■ Given instruction: List each line in the rows below that contains the word "black".

■ Record list:
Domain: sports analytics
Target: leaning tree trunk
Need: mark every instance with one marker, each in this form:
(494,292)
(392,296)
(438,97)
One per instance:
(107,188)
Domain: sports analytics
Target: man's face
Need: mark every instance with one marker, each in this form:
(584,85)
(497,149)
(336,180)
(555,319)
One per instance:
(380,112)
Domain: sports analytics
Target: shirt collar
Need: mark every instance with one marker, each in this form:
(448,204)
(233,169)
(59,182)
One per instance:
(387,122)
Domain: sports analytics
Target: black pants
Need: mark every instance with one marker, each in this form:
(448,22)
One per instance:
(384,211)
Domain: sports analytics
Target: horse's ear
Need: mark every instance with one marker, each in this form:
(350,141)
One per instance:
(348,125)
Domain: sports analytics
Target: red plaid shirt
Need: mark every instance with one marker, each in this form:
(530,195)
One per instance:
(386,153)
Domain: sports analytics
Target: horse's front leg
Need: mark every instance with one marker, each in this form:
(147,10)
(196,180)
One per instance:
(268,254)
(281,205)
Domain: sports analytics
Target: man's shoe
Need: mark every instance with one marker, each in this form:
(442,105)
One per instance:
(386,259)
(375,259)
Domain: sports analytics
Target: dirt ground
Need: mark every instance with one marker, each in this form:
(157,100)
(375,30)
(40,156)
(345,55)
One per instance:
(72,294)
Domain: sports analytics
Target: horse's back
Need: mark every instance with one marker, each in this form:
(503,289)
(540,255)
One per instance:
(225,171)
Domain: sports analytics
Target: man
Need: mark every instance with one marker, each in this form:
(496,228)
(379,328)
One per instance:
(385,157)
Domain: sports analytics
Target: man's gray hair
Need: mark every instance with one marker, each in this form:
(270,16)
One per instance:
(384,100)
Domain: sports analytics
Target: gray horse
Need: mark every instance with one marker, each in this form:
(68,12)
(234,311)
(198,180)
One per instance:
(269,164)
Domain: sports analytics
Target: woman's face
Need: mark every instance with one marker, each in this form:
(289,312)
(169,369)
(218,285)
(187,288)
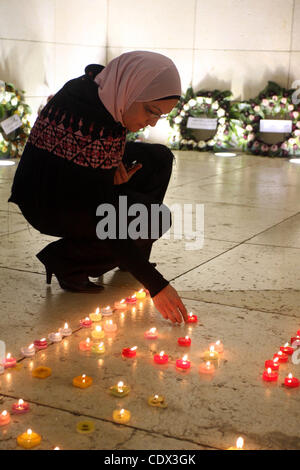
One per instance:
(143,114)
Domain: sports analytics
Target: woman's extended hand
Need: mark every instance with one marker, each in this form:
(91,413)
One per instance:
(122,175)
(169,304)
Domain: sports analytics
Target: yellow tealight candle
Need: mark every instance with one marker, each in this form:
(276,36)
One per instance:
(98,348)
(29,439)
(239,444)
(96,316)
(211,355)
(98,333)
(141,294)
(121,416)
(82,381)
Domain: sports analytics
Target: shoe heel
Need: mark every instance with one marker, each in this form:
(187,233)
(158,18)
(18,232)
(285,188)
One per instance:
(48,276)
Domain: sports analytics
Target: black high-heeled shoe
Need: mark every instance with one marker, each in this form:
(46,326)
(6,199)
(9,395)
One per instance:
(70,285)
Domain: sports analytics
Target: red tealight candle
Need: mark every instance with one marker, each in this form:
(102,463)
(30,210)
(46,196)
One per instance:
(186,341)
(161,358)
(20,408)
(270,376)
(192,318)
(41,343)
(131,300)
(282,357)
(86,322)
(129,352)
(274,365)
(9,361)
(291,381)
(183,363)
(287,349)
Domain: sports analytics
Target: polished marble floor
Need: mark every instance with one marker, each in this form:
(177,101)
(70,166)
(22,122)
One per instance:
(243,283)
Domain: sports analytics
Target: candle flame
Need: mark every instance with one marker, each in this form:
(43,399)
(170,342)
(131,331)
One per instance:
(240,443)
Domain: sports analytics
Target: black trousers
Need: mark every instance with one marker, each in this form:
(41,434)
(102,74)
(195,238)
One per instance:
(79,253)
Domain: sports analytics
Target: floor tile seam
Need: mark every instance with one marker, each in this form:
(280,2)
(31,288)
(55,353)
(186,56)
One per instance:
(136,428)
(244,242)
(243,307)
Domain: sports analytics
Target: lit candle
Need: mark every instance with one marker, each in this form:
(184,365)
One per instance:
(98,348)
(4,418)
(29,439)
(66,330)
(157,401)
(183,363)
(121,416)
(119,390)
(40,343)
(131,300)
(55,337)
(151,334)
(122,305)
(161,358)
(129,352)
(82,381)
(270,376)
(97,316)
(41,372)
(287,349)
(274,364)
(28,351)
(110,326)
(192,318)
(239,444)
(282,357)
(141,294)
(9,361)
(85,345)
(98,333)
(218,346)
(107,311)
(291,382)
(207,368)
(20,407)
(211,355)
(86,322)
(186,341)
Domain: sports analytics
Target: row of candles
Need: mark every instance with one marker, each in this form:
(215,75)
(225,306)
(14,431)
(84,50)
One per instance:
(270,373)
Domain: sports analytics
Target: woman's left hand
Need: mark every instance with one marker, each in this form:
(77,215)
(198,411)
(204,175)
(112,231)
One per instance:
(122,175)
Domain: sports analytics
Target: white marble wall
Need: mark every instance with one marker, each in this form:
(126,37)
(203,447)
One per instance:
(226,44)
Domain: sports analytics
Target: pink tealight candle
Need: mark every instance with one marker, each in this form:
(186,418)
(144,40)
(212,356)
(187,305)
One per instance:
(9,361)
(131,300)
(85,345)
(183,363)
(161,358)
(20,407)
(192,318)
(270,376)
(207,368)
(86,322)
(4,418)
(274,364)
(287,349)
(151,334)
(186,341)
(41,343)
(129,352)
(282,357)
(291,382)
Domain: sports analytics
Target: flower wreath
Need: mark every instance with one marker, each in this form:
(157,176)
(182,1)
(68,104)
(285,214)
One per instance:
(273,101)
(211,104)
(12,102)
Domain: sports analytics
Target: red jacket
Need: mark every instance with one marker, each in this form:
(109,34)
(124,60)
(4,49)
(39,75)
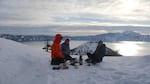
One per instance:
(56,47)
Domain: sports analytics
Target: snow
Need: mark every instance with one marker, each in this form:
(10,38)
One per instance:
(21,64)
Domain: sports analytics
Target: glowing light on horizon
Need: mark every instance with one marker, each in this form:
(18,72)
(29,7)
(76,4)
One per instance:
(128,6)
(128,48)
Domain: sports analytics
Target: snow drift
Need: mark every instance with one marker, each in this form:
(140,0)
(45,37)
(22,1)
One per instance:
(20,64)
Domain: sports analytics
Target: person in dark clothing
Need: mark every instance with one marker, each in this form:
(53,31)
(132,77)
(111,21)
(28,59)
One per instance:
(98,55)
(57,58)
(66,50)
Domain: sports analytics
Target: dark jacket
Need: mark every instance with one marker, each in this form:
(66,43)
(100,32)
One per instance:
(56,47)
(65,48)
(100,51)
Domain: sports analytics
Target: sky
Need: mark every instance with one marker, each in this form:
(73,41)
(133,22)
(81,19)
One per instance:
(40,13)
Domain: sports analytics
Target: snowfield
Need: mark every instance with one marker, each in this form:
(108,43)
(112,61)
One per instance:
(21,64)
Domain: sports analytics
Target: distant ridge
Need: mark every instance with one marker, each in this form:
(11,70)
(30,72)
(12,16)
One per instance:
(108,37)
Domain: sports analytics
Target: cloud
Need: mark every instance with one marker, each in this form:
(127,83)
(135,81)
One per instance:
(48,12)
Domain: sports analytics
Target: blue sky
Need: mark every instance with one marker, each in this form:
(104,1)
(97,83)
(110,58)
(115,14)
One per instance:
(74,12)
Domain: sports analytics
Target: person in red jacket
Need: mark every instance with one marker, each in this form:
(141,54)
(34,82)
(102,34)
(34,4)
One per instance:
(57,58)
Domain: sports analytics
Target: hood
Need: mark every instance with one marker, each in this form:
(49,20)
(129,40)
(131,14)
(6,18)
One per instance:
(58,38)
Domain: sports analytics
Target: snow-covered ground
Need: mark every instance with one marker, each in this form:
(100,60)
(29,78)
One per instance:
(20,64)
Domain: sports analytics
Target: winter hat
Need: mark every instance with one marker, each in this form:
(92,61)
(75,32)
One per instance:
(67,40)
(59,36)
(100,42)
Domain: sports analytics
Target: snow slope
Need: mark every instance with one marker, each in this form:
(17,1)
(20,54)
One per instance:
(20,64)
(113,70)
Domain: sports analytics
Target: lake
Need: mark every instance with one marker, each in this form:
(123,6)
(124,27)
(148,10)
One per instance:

■ Problem solution:
Target: black pants
Target: black high-heeled shoe
Target: black trousers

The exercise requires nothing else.